= Aim =
Write the line that includes "Task — for every instance of the burgundy" and all subsequent lines, exactly as written, and nothing more.

(Entries from a point annotation set)
──────

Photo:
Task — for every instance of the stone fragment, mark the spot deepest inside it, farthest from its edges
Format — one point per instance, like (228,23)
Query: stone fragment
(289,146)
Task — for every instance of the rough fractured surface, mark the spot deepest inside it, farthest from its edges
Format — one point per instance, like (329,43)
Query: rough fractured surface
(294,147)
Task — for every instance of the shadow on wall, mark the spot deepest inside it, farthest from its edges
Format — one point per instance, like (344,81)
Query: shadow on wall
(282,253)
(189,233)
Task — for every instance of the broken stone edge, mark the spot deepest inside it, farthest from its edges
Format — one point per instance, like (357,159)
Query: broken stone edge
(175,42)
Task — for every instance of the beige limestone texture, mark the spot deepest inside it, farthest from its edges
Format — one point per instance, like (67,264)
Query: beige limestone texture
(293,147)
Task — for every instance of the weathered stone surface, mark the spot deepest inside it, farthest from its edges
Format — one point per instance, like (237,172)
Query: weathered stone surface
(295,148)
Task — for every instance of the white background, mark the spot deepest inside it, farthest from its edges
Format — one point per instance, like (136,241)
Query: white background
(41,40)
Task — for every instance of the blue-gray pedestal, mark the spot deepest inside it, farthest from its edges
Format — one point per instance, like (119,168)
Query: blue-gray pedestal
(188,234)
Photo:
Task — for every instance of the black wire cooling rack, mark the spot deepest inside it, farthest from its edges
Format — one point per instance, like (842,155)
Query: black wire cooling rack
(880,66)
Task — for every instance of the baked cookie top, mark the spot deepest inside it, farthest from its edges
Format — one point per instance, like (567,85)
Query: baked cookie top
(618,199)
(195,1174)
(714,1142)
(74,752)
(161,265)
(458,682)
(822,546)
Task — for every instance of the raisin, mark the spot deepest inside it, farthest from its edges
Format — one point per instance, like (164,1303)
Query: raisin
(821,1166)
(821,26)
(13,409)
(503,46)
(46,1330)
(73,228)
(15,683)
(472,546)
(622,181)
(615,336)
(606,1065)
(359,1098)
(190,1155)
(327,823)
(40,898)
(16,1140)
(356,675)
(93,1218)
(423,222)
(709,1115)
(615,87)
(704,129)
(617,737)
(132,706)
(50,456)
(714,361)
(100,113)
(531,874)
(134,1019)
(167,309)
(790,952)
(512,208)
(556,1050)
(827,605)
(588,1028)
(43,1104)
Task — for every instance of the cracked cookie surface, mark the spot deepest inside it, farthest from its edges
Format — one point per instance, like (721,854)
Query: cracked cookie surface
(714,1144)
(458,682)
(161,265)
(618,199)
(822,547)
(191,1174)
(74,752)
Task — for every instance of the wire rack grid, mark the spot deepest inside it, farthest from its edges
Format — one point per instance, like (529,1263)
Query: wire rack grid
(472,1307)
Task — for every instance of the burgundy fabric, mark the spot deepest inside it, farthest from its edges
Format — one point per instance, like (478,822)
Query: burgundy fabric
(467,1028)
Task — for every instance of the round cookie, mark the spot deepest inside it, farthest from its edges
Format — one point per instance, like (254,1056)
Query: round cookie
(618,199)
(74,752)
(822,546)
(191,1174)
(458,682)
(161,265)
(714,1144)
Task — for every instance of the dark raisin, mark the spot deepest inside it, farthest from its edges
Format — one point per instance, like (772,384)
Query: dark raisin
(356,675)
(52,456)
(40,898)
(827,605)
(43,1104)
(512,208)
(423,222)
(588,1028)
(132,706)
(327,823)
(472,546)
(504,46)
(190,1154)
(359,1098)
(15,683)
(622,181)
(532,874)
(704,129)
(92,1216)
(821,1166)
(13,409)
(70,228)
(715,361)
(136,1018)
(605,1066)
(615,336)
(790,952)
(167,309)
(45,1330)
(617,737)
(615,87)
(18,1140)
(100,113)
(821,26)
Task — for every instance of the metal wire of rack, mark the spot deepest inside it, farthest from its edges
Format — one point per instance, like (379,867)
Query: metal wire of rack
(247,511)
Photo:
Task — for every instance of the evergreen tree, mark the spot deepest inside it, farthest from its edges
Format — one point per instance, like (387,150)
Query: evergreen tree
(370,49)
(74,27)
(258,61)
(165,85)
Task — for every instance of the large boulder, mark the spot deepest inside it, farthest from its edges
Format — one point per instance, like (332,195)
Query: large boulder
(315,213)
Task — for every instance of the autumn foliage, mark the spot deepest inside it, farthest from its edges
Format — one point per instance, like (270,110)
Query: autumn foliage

──────

= Correct result =
Task — for every instance of the burgundy fabric, mark the spot deepest inside it, farthest from its edges
Format — one point per instance, like (478,822)
Query: burgundy fabric
(467,1028)
Task — for every instance of the round cookie, mark the spot deepest inside it, farthest from its edges
Format — one point per instance, like (254,1056)
Query: round cookie
(618,199)
(74,752)
(822,546)
(191,1174)
(458,682)
(161,265)
(714,1144)
Task — for every instance of the dark raisin, mark the spot deepest inside it, farthest from its edges
Format — one point per instance, like (772,384)
Query: dark raisin
(356,675)
(52,456)
(40,898)
(827,605)
(43,1104)
(512,208)
(423,222)
(588,1028)
(132,706)
(327,823)
(472,546)
(504,46)
(190,1154)
(359,1098)
(15,683)
(622,181)
(532,874)
(704,129)
(92,1216)
(821,1166)
(13,409)
(70,228)
(715,361)
(136,1018)
(605,1066)
(615,336)
(790,952)
(167,309)
(45,1330)
(617,737)
(615,87)
(18,1140)
(100,113)
(821,26)
Task — for every instance of the metal wire of rack, mark the spot deepest inside it, farthest from its edges
Format — one point per instance, like (379,867)
Query: metal wire of rack
(247,511)
Photo:
Task — for every instance of the evergreen tree, mark the spot deepest inside it, farthest from its edges
Format — one point per instance, like (387,150)
Query: evergreen tree
(370,49)
(74,27)
(258,61)
(165,85)
Task — for every instance of the large boulder, mark the spot deepest inside it, farthest from its edges
Format — one point per instance, like (332,195)
Query: large boulder
(315,213)
Task — for every instance of the autumn foliage, mark the spot deepest inside it, farthest from its edges
Format — one point per instance, like (270,110)
Query: autumn foliage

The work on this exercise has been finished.